Prompt = Counting every line in the entries below where the word "oven" occurs, report how many there are. Give only that number.
━━━━━ Data for processing ━━━━━
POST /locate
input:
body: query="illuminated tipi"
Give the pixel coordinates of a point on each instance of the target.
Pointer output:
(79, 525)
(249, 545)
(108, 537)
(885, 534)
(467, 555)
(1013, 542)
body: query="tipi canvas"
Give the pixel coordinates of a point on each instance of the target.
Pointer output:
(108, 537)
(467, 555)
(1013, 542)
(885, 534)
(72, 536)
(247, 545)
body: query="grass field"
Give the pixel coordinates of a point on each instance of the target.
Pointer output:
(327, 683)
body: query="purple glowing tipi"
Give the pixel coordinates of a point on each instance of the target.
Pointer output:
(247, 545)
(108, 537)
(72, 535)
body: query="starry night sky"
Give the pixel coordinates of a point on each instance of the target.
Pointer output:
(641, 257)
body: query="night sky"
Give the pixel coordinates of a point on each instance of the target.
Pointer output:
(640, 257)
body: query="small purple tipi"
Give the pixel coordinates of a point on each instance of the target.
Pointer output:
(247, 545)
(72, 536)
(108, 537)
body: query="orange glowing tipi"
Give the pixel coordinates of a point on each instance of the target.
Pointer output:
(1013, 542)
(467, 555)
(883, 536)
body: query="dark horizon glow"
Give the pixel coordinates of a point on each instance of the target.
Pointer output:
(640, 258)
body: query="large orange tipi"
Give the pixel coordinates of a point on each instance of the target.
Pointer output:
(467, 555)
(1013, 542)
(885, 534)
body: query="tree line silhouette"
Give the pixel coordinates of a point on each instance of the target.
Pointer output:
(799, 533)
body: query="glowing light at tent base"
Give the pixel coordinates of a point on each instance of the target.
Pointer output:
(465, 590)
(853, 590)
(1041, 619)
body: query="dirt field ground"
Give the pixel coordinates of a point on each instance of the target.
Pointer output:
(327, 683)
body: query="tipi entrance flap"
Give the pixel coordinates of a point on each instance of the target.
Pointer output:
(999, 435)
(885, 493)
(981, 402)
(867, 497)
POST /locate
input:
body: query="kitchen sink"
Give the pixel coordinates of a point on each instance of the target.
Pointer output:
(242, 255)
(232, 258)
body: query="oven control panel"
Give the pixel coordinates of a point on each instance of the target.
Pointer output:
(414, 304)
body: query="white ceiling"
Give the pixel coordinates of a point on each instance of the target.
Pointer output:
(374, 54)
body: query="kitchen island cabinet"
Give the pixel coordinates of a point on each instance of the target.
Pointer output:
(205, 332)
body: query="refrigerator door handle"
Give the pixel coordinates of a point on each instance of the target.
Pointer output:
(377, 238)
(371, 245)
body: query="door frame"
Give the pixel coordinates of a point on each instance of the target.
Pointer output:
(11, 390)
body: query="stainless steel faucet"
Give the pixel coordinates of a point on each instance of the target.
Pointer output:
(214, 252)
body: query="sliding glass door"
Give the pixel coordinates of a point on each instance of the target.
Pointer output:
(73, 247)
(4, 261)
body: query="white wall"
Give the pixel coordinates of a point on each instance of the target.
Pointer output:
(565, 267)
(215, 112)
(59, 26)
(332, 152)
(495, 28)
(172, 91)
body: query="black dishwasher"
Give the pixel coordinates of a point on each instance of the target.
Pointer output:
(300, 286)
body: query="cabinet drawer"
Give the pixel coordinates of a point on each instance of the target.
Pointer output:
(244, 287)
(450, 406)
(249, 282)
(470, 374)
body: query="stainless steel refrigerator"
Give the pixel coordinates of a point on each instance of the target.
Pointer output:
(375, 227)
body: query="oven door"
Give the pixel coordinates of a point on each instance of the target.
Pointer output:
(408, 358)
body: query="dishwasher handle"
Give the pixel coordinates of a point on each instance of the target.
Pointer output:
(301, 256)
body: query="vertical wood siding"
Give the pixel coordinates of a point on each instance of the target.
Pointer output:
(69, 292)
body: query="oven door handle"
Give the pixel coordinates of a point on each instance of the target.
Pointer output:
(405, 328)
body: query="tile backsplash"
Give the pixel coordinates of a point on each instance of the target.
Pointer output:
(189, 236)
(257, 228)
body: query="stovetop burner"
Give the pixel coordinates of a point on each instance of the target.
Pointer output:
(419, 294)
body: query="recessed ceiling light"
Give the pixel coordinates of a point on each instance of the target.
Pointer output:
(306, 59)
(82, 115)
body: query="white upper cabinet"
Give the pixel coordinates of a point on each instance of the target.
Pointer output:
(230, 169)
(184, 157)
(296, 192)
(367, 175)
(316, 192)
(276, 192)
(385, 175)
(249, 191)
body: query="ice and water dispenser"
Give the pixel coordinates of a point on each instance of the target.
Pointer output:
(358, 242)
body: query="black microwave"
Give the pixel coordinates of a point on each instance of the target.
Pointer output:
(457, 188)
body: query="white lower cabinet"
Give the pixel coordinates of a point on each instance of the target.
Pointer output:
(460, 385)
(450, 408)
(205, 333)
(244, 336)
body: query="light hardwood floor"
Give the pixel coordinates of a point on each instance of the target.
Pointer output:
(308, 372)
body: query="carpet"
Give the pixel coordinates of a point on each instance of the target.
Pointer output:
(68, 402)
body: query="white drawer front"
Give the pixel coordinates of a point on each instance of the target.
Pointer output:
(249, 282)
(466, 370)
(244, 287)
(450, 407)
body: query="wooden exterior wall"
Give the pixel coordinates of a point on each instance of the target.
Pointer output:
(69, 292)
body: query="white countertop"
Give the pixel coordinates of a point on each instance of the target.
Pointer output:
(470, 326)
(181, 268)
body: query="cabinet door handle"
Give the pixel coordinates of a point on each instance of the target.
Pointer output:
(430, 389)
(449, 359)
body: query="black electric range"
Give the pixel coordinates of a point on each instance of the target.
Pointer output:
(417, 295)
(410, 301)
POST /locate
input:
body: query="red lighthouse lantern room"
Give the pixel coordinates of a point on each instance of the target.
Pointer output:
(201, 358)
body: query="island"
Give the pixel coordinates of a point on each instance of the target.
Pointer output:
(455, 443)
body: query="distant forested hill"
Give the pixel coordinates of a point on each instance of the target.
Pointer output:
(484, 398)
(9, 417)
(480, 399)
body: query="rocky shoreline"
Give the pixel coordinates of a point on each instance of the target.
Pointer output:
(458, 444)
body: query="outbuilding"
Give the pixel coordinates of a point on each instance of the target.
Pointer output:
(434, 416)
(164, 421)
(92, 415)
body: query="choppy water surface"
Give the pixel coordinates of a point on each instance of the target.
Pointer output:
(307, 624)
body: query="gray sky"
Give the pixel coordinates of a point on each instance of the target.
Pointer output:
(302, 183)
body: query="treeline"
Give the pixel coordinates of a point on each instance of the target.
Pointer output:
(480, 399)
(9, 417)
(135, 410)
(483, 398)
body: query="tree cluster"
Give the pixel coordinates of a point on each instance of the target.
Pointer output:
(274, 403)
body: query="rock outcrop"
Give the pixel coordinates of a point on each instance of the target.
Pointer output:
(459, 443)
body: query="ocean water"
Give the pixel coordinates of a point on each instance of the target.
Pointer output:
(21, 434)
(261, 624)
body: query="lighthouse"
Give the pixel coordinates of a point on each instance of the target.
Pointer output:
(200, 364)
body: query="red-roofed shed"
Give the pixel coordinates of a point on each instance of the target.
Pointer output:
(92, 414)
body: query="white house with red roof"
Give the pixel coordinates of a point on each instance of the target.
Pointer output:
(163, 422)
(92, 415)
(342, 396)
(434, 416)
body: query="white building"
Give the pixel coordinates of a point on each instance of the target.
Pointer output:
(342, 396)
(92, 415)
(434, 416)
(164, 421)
━━━━━
Task solution = 3